Problem statement >> Repeat every entry word for word, skipping the pictures.

*****

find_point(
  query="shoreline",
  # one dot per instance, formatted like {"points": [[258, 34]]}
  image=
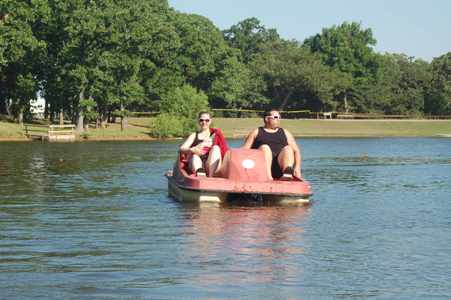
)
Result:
{"points": [[235, 137], [239, 128]]}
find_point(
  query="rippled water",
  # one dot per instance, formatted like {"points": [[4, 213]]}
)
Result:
{"points": [[92, 220]]}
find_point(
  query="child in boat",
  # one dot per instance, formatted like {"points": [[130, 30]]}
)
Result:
{"points": [[205, 149]]}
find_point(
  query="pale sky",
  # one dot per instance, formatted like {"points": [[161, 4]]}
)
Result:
{"points": [[417, 28]]}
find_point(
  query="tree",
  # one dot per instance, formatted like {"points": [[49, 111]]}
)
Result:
{"points": [[294, 77], [248, 36], [235, 86], [348, 49], [20, 53], [438, 100]]}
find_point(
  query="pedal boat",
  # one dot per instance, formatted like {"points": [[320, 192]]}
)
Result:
{"points": [[245, 174]]}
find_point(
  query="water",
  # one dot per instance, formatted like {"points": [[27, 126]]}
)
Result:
{"points": [[93, 220]]}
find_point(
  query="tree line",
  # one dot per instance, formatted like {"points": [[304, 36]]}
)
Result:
{"points": [[99, 59]]}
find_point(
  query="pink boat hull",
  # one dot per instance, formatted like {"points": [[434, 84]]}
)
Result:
{"points": [[245, 174]]}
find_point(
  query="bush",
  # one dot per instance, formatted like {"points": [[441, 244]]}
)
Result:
{"points": [[185, 102], [169, 126]]}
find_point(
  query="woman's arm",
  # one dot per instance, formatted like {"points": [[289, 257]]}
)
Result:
{"points": [[186, 146], [297, 153], [250, 139]]}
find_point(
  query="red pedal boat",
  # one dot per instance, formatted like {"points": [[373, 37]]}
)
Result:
{"points": [[245, 174]]}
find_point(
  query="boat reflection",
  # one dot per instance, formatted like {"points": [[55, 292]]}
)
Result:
{"points": [[272, 236]]}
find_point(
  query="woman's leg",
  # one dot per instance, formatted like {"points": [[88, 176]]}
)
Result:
{"points": [[286, 158], [268, 158], [195, 163], [213, 163], [222, 170]]}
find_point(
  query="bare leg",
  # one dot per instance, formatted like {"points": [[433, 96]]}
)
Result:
{"points": [[222, 170], [195, 163], [286, 158], [268, 158], [213, 163]]}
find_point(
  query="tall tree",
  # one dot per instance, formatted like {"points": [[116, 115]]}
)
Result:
{"points": [[439, 96], [348, 49], [20, 54], [248, 36], [295, 77]]}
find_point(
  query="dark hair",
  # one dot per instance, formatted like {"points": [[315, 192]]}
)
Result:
{"points": [[202, 113], [268, 112]]}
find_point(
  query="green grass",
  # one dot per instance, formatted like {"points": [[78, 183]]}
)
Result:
{"points": [[343, 128], [238, 128]]}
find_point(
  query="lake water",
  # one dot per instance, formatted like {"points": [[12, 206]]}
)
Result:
{"points": [[93, 220]]}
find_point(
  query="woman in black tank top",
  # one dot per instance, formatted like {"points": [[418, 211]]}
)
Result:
{"points": [[279, 147], [276, 141]]}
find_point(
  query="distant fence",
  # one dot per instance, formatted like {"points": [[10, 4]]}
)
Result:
{"points": [[51, 133], [302, 114]]}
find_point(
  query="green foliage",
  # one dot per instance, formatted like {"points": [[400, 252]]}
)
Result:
{"points": [[248, 36], [438, 100], [87, 107], [168, 126], [143, 55], [185, 102], [346, 47]]}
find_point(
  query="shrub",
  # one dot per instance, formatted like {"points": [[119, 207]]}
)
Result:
{"points": [[167, 125], [185, 102]]}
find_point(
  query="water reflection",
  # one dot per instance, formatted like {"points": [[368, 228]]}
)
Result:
{"points": [[271, 237]]}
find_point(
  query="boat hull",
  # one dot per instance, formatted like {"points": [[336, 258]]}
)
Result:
{"points": [[245, 177]]}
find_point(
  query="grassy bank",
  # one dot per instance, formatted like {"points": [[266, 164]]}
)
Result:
{"points": [[238, 128]]}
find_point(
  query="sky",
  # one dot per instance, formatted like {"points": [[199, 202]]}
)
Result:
{"points": [[418, 28]]}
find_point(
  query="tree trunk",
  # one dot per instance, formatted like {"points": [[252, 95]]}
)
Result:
{"points": [[8, 107], [61, 117], [124, 121], [80, 120], [285, 100], [20, 117], [103, 120], [345, 100]]}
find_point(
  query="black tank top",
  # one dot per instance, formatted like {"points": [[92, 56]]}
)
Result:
{"points": [[276, 141]]}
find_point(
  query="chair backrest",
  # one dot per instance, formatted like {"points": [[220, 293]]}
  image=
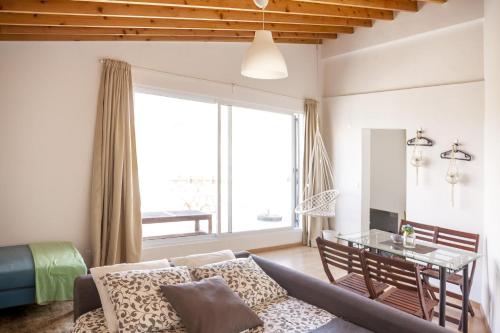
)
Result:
{"points": [[460, 240], [424, 232], [395, 272], [340, 256]]}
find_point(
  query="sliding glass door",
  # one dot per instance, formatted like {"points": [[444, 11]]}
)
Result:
{"points": [[238, 165]]}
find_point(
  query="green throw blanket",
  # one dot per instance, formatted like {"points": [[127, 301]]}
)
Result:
{"points": [[57, 264]]}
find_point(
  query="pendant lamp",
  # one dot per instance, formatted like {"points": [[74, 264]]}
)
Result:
{"points": [[263, 59]]}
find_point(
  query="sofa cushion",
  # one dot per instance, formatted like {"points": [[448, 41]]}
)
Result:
{"points": [[17, 269], [245, 278], [107, 306], [204, 305], [282, 315], [138, 301]]}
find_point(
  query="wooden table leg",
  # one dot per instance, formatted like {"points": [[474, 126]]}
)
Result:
{"points": [[442, 295], [349, 266], [465, 300]]}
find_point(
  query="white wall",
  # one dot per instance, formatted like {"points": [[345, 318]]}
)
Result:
{"points": [[388, 170], [429, 18], [428, 74], [48, 98], [492, 161]]}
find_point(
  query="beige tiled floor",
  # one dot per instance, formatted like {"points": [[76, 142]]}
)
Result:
{"points": [[307, 260]]}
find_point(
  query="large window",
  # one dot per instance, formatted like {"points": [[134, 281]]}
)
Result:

*****

The output >>
find_point(
  query="shoreline",
  # one dot per instance, formatted like {"points": [[258, 34]]}
  image=
)
Result:
{"points": [[235, 137], [239, 128]]}
find_point(
  query="rippled water",
  # one dot per instance, formatted like {"points": [[4, 213]]}
)
Result:
{"points": [[92, 220]]}
find_point(
  query="child in boat",
  # one dot per instance, formatted like {"points": [[130, 30]]}
)
Result:
{"points": [[205, 149]]}
find_point(
  query="pale sky",
  # one dot per instance, formatted like {"points": [[161, 4]]}
)
Result:
{"points": [[417, 28]]}
find_point(
  query="tree",
  # one dot per instance, formatted like {"points": [[49, 111]]}
)
Result:
{"points": [[294, 77], [248, 36], [235, 86], [348, 49], [20, 53], [438, 100]]}
find_point(
  query="pedal boat",
  # one dot per instance, formatted like {"points": [[320, 192]]}
)
Result:
{"points": [[245, 174]]}
find_point(
  query="water",
  # one dot per instance, formatted like {"points": [[27, 126]]}
)
Result:
{"points": [[93, 220]]}
find_point(
  query="tree line",
  # one dot per instance, formatted like {"points": [[304, 36]]}
)
Result:
{"points": [[99, 59]]}
find_point(
  query="pink boat hull",
  # one dot per instance, formatted like {"points": [[434, 84]]}
)
Result:
{"points": [[245, 174]]}
find_point(
  query="bush",
  # one dot per instance, formatted like {"points": [[441, 244]]}
)
Result:
{"points": [[185, 102], [169, 126]]}
find_point(
  query="woman's arm",
  # one dot per instance, formatted like {"points": [[289, 257]]}
)
Result:
{"points": [[186, 146], [297, 153], [250, 139]]}
find_point(
  query="red pedal boat",
  # one dot per instance, formatted like {"points": [[373, 37]]}
)
Result:
{"points": [[245, 174]]}
find_point(
  query="boat reflection",
  # one dot per instance, formatted like {"points": [[55, 292]]}
)
Result:
{"points": [[272, 236]]}
find_point(
  query="woman's leg",
  # one dot per instance, formatted like {"points": [[88, 176]]}
)
Result:
{"points": [[286, 158], [268, 158], [195, 163], [213, 163], [222, 170]]}
find_point(
  query="bare leg",
  # one dot per instance, formatted like {"points": [[433, 96]]}
)
Result:
{"points": [[222, 170], [195, 163], [286, 158], [268, 158], [213, 163]]}
find_point(
  query="tall tree",
  # one dot per instance, formatted like {"points": [[116, 115]]}
)
Result:
{"points": [[439, 96], [348, 49], [20, 54], [248, 36], [295, 77]]}
find_point(
  query="dark hair",
  # one dot per instance, formatted like {"points": [[315, 192]]}
)
Result:
{"points": [[202, 113], [268, 112]]}
find_point(
  query="green grass",
  # one dot per instance, formatted like {"points": [[78, 183]]}
)
Result:
{"points": [[343, 128], [238, 128]]}
find_point(
  query="lake water",
  # one dot per instance, formatted like {"points": [[12, 206]]}
)
Result:
{"points": [[93, 220]]}
find_point(
  query="woman in black tank top",
  # one dot per instance, formatted like {"points": [[418, 211]]}
)
Result:
{"points": [[279, 147], [276, 141]]}
find_point(
  query="distant fence",
  # one dot per instance, formatted like {"points": [[10, 4]]}
)
Result:
{"points": [[51, 133], [302, 114]]}
find_point(
  query="green foliage",
  # one dot per instance, formatted like {"points": [[400, 252]]}
)
Result:
{"points": [[248, 36], [438, 100], [87, 107], [168, 126], [143, 55], [185, 102], [346, 47]]}
find_point(
  query="shrub",
  # one dot per instance, formatted like {"points": [[119, 207]]}
)
Result:
{"points": [[167, 125], [185, 102]]}
find_point(
  query="water reflection",
  # one dot per instance, formatted like {"points": [[368, 228]]}
)
Result:
{"points": [[271, 237]]}
find_point(
  query="boat hull",
  # one dot per instance, formatted like {"points": [[336, 258]]}
)
Result:
{"points": [[245, 177]]}
find_point(
  query="grassy bank",
  # one dot per instance, formatted like {"points": [[266, 164]]}
)
Result:
{"points": [[238, 128]]}
find_point(
  query="sky",
  # one dot per instance, formatted like {"points": [[199, 202]]}
)
Result:
{"points": [[418, 28]]}
find_point(
  query="tree trunk",
  # one dot per instance, formatted like {"points": [[252, 95]]}
)
Result:
{"points": [[8, 107], [61, 117], [124, 121], [80, 120], [285, 100], [20, 117], [103, 120], [345, 100]]}
find_point(
  query="black tank top",
  # one dot per instance, formatted like {"points": [[92, 56]]}
)
Result:
{"points": [[276, 141]]}
find_point(
  query="chair backrest",
  # one dot per instance, formatted like {"points": [[220, 293]]}
  image=
)
Result:
{"points": [[460, 240], [424, 232], [395, 272], [340, 256]]}
find_point(
  query="sliding glass door",
  # one dot per instance, formatted like {"points": [[444, 11]]}
)
Result:
{"points": [[238, 165]]}
find_point(
  query="green throw blanket",
  # one dot per instance, formatted like {"points": [[127, 301]]}
)
Result:
{"points": [[57, 264]]}
find_point(
  query="pendant lamp",
  # one dot per instance, formatted like {"points": [[74, 264]]}
)
Result:
{"points": [[263, 59]]}
find_point(
  query="sofa cushion",
  # one dot per instance, formatted like {"points": [[448, 41]]}
)
Result:
{"points": [[17, 269], [245, 278], [107, 306], [204, 305], [282, 315], [138, 301]]}
find_point(
  query="wooden table leg",
  # one dot per instance, formatted like {"points": [[474, 126]]}
)
Result:
{"points": [[442, 295], [349, 266], [465, 300]]}
find_point(
  query="white wall",
  # one dot per instance, formatted like {"points": [[345, 318]]}
)
Result:
{"points": [[388, 170], [429, 18], [428, 74], [48, 98], [492, 161]]}
find_point(
  query="beige tiled floor",
  # one dot per instance, formatted like {"points": [[76, 142]]}
)
Result:
{"points": [[307, 260]]}
find_point(
  query="large window",
  # one dot per instance, formatted like {"points": [[134, 281]]}
)
Result:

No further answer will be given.